## Supplied data

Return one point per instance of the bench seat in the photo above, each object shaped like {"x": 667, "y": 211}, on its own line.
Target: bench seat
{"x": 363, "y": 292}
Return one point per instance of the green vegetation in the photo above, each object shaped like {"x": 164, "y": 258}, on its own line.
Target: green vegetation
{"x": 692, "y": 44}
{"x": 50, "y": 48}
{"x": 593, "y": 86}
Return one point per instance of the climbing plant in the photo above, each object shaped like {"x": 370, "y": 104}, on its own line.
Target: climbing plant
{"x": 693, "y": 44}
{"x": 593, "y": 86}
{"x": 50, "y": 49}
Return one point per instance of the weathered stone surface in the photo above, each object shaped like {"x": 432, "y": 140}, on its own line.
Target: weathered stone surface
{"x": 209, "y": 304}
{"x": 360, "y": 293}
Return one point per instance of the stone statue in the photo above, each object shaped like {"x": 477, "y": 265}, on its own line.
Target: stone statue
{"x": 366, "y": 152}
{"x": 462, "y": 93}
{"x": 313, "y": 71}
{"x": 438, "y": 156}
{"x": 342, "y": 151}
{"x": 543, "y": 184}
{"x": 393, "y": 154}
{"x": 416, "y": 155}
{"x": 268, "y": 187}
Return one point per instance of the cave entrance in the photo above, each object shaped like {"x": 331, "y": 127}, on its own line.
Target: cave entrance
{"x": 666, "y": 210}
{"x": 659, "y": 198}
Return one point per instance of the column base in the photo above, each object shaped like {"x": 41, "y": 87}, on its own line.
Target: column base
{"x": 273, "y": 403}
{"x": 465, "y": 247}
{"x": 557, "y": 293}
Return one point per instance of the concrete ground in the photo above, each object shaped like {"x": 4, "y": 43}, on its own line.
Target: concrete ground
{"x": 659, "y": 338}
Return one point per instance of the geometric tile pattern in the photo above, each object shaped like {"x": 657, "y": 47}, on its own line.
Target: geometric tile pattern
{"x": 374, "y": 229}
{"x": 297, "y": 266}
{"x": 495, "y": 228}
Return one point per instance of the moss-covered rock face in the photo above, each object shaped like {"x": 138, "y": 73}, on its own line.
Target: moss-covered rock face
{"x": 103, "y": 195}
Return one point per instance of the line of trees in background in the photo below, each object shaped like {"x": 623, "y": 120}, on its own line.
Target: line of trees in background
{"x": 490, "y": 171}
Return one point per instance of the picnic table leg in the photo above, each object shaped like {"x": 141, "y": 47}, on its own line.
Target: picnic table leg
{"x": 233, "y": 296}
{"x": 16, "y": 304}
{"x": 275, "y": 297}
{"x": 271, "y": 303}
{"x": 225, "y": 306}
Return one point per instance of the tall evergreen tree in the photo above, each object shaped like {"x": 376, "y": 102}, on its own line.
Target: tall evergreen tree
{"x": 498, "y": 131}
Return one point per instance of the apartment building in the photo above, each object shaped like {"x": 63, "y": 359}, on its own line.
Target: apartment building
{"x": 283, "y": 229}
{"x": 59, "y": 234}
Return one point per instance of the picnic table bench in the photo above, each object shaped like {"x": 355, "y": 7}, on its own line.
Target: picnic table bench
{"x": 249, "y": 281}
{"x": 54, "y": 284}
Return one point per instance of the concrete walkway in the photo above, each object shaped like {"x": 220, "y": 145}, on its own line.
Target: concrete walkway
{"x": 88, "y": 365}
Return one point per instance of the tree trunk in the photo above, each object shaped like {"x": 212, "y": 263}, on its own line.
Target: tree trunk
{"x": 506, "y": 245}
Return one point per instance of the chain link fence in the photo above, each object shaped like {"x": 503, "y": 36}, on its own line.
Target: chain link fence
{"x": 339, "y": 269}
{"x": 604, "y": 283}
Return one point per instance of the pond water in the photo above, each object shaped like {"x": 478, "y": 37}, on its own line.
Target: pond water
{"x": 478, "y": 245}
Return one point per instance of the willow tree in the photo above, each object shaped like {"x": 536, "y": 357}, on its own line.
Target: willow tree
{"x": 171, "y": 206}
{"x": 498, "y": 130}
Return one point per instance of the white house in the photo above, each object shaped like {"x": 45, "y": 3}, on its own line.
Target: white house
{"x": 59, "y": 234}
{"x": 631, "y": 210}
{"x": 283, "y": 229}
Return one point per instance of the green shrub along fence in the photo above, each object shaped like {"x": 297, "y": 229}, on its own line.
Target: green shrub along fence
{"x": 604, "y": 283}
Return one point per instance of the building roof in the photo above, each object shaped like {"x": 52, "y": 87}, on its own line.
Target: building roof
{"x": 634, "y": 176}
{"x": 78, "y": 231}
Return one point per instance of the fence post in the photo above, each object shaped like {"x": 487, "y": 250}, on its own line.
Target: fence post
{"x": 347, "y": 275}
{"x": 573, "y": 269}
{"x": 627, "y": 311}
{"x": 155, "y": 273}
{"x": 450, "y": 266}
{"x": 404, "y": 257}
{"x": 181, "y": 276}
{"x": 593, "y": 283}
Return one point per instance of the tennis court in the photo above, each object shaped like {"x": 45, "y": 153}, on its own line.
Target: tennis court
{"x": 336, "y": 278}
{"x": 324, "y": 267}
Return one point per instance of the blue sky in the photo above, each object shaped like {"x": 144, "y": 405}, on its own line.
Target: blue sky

## What you need to do
Each line of the data above must be restated word for word.

## Answer space
Return one point per instance of the bench seat in the photo above, each object shaped like {"x": 667, "y": 211}, on its own line.
Target: bench seat
{"x": 363, "y": 292}
Return one point per instance of the green vegetation in the photo above, each object shaped like {"x": 164, "y": 258}, on its own line.
Target: green vegetation
{"x": 692, "y": 44}
{"x": 50, "y": 48}
{"x": 593, "y": 86}
Return one point per instance of the climbing plant in the photo above, each object shaped like {"x": 370, "y": 104}, on its own line.
Target: climbing plant
{"x": 693, "y": 44}
{"x": 593, "y": 86}
{"x": 50, "y": 49}
Return one point per instance of the weathered stone surface in the photo above, each object shaped like {"x": 432, "y": 140}, on its own line.
Target: weathered stone surface
{"x": 209, "y": 304}
{"x": 360, "y": 293}
Return one point per instance of the stone statue in the photo above, each object shaped like {"x": 477, "y": 265}, on its own line.
Target: stone statue
{"x": 366, "y": 152}
{"x": 462, "y": 93}
{"x": 313, "y": 71}
{"x": 438, "y": 156}
{"x": 342, "y": 151}
{"x": 543, "y": 184}
{"x": 393, "y": 154}
{"x": 416, "y": 155}
{"x": 268, "y": 187}
Return one point per instance of the cave entrance in the photo above, each object shaped like {"x": 331, "y": 127}, on its own line.
Target: cave entrance
{"x": 666, "y": 210}
{"x": 659, "y": 198}
Return one point per instance of the column base in the photo above, each object shaped like {"x": 41, "y": 87}, on its own line.
Target: column base
{"x": 273, "y": 403}
{"x": 465, "y": 247}
{"x": 557, "y": 293}
Return one point per instance of the concrete ground in the photo above, each object shaped like {"x": 4, "y": 43}, on its own line.
Target: concrete ground
{"x": 659, "y": 338}
Return one point per instance of the geometric tile pattern in the photo above, each object shaped like {"x": 657, "y": 47}, on its own line.
Target: geometric tile pattern
{"x": 374, "y": 229}
{"x": 297, "y": 266}
{"x": 495, "y": 228}
Return one point per instance of the moss-covered rock face in the photo above, each object shaped like {"x": 138, "y": 73}, on its own line.
Target: moss-covered rock face
{"x": 103, "y": 195}
Return one point per instance of the line of trees in background in the photo below, each object shaped like {"x": 623, "y": 120}, on its own line.
Target: line of trees in background
{"x": 490, "y": 171}
Return one point per instance of the picnic table leg in the photo above, each object shaped like {"x": 141, "y": 47}, on its own line.
Target: picnic table leg
{"x": 233, "y": 296}
{"x": 16, "y": 304}
{"x": 275, "y": 297}
{"x": 271, "y": 303}
{"x": 225, "y": 306}
Return one point per instance of the tall evergreen tree in the photo above, each object shaped like {"x": 376, "y": 102}, on its own line.
Target: tall evergreen tree
{"x": 498, "y": 131}
Return one point per instance of the apartment building in the photo above, each object shaped like {"x": 63, "y": 359}, on its own line.
Target: apartment building
{"x": 283, "y": 229}
{"x": 59, "y": 234}
Return one point per instance of the picnic table bench in the photo above, each object shaped like {"x": 355, "y": 7}, on its own line.
Target: picnic table bench
{"x": 249, "y": 281}
{"x": 54, "y": 284}
Return one point per instance of the concrete walkway in the photo above, each object shaped like {"x": 220, "y": 145}, on its own line.
Target: concrete walkway
{"x": 88, "y": 365}
Return one point per instance of the tree trunk in the photo above, each object shaped like {"x": 212, "y": 263}, on its own line.
Target: tree trunk
{"x": 506, "y": 245}
Return one point per instance of the chain link fence in the photo above, each object shaped like {"x": 503, "y": 36}, on its own line.
Target: chain link fence
{"x": 339, "y": 269}
{"x": 604, "y": 283}
Return one point per instance of the pond water in the photo above, each object shaped like {"x": 478, "y": 37}, on its own line.
Target: pond water
{"x": 478, "y": 245}
Return one point per instance of the willow tree in the photo above, each object shaped like {"x": 536, "y": 357}, on its own line.
Target: willow tree
{"x": 171, "y": 206}
{"x": 498, "y": 130}
Return one point per instance of the white house in the photo above, each object shaped like {"x": 45, "y": 3}, on its own line.
Target: white house
{"x": 59, "y": 234}
{"x": 631, "y": 210}
{"x": 283, "y": 229}
Return one point per instance of the green shrub along fence in the photo above, each object shaped like {"x": 297, "y": 229}, on its own line.
Target: green shrub along fence
{"x": 604, "y": 283}
Return one point per instance of the building roof in the photo above, each object shaped like {"x": 52, "y": 87}, on its own line.
Target: building roof
{"x": 634, "y": 176}
{"x": 78, "y": 231}
Return one point per instance of the fence post in the photo above, each object shaped like {"x": 487, "y": 250}, on its own line.
Target: fence post
{"x": 347, "y": 275}
{"x": 573, "y": 269}
{"x": 627, "y": 311}
{"x": 155, "y": 273}
{"x": 450, "y": 266}
{"x": 404, "y": 257}
{"x": 181, "y": 276}
{"x": 593, "y": 283}
Return one point per instance of the tennis court in the photo above, each object shaped like {"x": 45, "y": 153}, on its own line.
Target: tennis court
{"x": 336, "y": 278}
{"x": 324, "y": 267}
Return one point per instance of the blue sky in the photo above, each object shaped like {"x": 144, "y": 405}, on its own line.
Target: blue sky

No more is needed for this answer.